Your task
Rewrite the material below, swapping "gets one marker" for "receives a single marker" wherever it occurs and leaving everything else as it is.

Supplied data
○ ○ ○ ○ ○

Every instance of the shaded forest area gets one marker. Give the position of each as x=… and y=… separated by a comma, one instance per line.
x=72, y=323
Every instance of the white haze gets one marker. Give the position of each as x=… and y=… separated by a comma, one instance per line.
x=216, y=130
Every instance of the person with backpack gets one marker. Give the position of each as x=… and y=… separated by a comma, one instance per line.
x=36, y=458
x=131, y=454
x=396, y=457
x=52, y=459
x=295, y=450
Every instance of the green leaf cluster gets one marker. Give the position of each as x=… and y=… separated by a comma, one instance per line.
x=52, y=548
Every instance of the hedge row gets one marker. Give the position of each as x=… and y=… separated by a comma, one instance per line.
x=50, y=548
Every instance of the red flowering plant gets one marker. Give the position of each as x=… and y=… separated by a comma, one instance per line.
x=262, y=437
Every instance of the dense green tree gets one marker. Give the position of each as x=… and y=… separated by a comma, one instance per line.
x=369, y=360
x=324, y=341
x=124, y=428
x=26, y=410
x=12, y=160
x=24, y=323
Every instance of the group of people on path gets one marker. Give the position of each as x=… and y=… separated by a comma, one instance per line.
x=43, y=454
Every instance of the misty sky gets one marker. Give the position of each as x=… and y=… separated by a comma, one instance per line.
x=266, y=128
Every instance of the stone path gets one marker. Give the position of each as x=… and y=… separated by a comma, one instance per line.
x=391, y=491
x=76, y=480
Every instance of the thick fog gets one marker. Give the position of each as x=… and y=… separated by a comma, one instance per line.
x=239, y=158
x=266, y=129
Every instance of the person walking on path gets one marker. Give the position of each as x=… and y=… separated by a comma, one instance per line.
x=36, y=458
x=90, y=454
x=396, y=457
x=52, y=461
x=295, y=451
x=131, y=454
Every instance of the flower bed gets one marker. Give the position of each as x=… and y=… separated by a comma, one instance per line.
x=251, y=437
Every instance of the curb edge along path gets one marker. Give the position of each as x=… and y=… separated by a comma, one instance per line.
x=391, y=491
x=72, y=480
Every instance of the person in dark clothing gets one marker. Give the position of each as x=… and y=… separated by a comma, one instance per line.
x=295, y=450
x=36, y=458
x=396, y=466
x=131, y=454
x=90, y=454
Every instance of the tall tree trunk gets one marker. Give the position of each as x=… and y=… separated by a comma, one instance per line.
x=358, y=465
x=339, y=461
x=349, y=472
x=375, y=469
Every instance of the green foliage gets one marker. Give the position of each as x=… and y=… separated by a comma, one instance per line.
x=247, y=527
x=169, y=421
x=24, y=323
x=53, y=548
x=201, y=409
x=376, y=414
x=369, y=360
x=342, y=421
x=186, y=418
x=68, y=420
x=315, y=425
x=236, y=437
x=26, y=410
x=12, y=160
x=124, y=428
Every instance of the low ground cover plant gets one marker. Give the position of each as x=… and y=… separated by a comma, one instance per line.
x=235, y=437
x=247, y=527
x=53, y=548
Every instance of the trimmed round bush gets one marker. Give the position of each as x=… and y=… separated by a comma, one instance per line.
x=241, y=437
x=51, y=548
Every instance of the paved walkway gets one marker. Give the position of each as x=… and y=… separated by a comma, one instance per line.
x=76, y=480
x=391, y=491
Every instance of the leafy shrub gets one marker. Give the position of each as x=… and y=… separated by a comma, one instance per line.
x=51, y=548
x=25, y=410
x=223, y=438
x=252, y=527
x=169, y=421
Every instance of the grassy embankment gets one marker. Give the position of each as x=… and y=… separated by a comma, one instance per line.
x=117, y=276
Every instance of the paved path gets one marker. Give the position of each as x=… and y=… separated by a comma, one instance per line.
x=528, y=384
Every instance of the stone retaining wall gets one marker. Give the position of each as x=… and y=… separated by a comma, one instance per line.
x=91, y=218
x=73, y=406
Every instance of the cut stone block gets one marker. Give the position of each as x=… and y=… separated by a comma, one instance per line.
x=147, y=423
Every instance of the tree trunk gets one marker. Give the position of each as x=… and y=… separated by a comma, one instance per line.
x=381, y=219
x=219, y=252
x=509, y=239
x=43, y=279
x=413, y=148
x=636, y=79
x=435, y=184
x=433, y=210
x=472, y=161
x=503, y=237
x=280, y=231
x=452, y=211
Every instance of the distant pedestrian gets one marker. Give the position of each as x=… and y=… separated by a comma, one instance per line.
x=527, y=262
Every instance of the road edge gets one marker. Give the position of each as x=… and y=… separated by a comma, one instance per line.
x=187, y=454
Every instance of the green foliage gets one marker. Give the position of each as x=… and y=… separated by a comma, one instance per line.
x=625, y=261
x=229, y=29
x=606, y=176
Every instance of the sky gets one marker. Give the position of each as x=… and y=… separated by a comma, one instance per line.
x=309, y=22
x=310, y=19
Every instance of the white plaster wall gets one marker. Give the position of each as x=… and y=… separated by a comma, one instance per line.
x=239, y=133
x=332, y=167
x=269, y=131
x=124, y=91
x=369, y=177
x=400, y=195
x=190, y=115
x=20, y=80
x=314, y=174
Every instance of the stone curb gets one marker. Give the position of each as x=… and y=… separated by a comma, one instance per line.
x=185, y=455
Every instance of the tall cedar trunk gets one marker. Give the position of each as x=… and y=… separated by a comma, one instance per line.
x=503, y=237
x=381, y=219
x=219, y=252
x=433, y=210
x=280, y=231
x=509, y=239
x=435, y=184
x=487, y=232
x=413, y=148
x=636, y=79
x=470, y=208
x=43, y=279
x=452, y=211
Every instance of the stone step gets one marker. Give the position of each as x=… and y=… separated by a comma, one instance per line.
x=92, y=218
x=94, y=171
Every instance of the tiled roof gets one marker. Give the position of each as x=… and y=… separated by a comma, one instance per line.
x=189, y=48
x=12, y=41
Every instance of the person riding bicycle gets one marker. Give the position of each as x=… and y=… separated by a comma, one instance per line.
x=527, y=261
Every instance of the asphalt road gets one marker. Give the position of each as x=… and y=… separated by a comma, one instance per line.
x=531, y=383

○ ○ ○ ○ ○

Result
Every instance of the shaded forest area receives a single marker. Give the position of each as x=… and y=… separated by a comma, one instance per line.
x=72, y=323
Every instance of the white haze receives a single marker. Give the position of each as x=… and y=… separated by a comma, one instance per line.
x=216, y=130
Every instance of the person with backpack receives a single marker. Give the position of each as x=… and y=… separated by a comma, one instance per line.
x=36, y=458
x=131, y=454
x=396, y=457
x=52, y=459
x=295, y=450
Every instance of the green leaf cluster receives a single marker. Give the position of each as x=… and y=… separated by a comma, one instance per line.
x=52, y=548
Every instance of the hedge row receives a single marker. Give the position of each as x=… and y=… separated by a comma, one instance per line.
x=50, y=548
Every instance of the red flowering plant receives a single marker. Give the position of each as x=… and y=… separated by a comma, one instance per line.
x=262, y=437
Every instance of the dense green tree receives a single marker. Give the position of each as x=… and y=… separated by a comma, one instance per line.
x=369, y=360
x=324, y=341
x=124, y=428
x=26, y=410
x=12, y=160
x=24, y=323
Every instance of the group of people on path receives a single marker. Give the position of each as x=… and y=… separated by a comma, one instance per line.
x=43, y=454
Every instance of the misty sky receives a single marker. Give the position of each as x=… and y=… separated by a comma, one instance per line.
x=266, y=128
Every instance of the stone path receives a single marker. Give the position of each as x=… and y=… separated by a comma, one instance per line.
x=391, y=491
x=76, y=480
Every instance of the thick fog receives a single marker. Give the position of each as x=… and y=… separated by a comma, one instance per line.
x=239, y=158
x=266, y=129
Every instance of the person walking on path receives a single marker. Give the position of each as x=… and y=… separated by a comma, one instance per line.
x=36, y=458
x=90, y=454
x=396, y=457
x=52, y=461
x=295, y=451
x=131, y=454
Every instance of the flower bed receives a single marker. Give the position of each as x=… and y=… separated by a comma, one instance per line.
x=251, y=437
Every instance of the curb edge along path receives a single marker. Give the position of each as x=… and y=… separated by a comma, one instance per line.
x=391, y=491
x=72, y=480
Every instance of the person in dark clothing receives a single marker. Give the position of each as x=… and y=… separated by a comma, one instance per line.
x=295, y=450
x=36, y=458
x=396, y=466
x=131, y=454
x=90, y=454
Every instance of the tall tree trunk receives a single marker. Give the position of each as x=… and y=… separated by a comma, one instance per line.
x=358, y=465
x=339, y=461
x=349, y=472
x=375, y=469
Every instance of the green foliage receives a single marker. Give the position of each as x=… and y=… separated by a comma, one instance per line.
x=247, y=527
x=169, y=421
x=24, y=323
x=53, y=548
x=201, y=409
x=376, y=414
x=369, y=360
x=342, y=421
x=186, y=418
x=68, y=420
x=315, y=425
x=236, y=437
x=26, y=410
x=12, y=160
x=124, y=428
Every instance of the low ground cover plant receives a single marker. Give the position of each as x=… and y=… separated by a comma, one instance per line.
x=235, y=437
x=247, y=527
x=53, y=548
Every instance of the trimmed round bush receives a single marker. Give the position of each as x=… and y=… separated by a comma, one instance per line.
x=241, y=437
x=51, y=548
Every instance of the paved walkway receives a single marker. Give the position of each as x=… and y=… separated by a comma, one instance per line.
x=76, y=480
x=391, y=491
Every instance of the leafy shrub receives a single marker. Give the position of each as x=… and y=… separated by a comma, one instance per line.
x=51, y=548
x=25, y=410
x=223, y=438
x=252, y=527
x=169, y=421
Every instance of the grassy embankment receives a single marker. Give the position of each as x=… and y=… separated by a comma, one instance per line.
x=117, y=276
Every instance of the paved path receives a single marker. Give the position of each as x=… and y=… separated by a comma, one instance per line.
x=528, y=384
Every instance of the stone retaining wall receives a single marker. Give the position of each as x=… and y=… separated by a comma, one instance per line.
x=91, y=218
x=73, y=406
Every instance of the cut stone block receives a single marker. Give the position of each as x=… and y=… separated by a comma, one instance per line.
x=147, y=423
Every instance of the tree trunk receives a single marker. Give the position of each as x=… and y=… separated by a comma, one instance per line.
x=381, y=219
x=219, y=252
x=509, y=239
x=43, y=279
x=413, y=148
x=636, y=79
x=435, y=184
x=433, y=210
x=472, y=161
x=503, y=237
x=280, y=231
x=452, y=211
Every instance of the distant pedestrian receives a single marker. Give the position of each as x=… and y=… separated by a comma, one instance per line.
x=527, y=262
Every instance of the road edge receives a single marker. Give the position of each as x=… and y=… separated by a comma, one instance per line.
x=187, y=454
Every instance of the green foliage receives a single marker. Give the position of each as x=… and y=… separated by a comma, one instance per line.
x=625, y=261
x=229, y=29
x=606, y=176
Every instance of the sky receives a single marker. Give the position of each as x=… and y=… separated by a comma, one instance per line.
x=309, y=22
x=310, y=19
Every instance of the white plaster wall receives a single marker. Give the position of each as x=… and y=… separated by a comma, one instance per line.
x=239, y=133
x=332, y=167
x=269, y=131
x=124, y=91
x=369, y=177
x=400, y=195
x=190, y=115
x=20, y=80
x=314, y=174
Every instance of the stone curb receives a single marker. Give the position of each as x=… and y=… separated by a comma, one instance per line.
x=185, y=455
Every instance of the tall cedar trunk receives a single marker. Give the position of each as x=… and y=… separated by a comma, one instance per line.
x=503, y=237
x=381, y=219
x=219, y=252
x=433, y=210
x=280, y=231
x=509, y=239
x=435, y=184
x=487, y=232
x=413, y=148
x=636, y=79
x=470, y=208
x=43, y=279
x=452, y=211
Every instance of the stone step receives a single marker. Give the position of each as x=… and y=… separated by a comma, one instance per line.
x=92, y=218
x=94, y=171
Every instance of the tiled roof receives a single marker. Give the position of each as x=… and y=… separated by a comma, one instance per line.
x=189, y=48
x=12, y=41
Every instance of the person riding bicycle receives a single marker. Give the position of each as x=… and y=… separated by a comma, one instance per line.
x=527, y=261
Every instance of the asphalt road receives a single marker. Give the position of each as x=… and y=… separated by a comma, one instance per line.
x=531, y=383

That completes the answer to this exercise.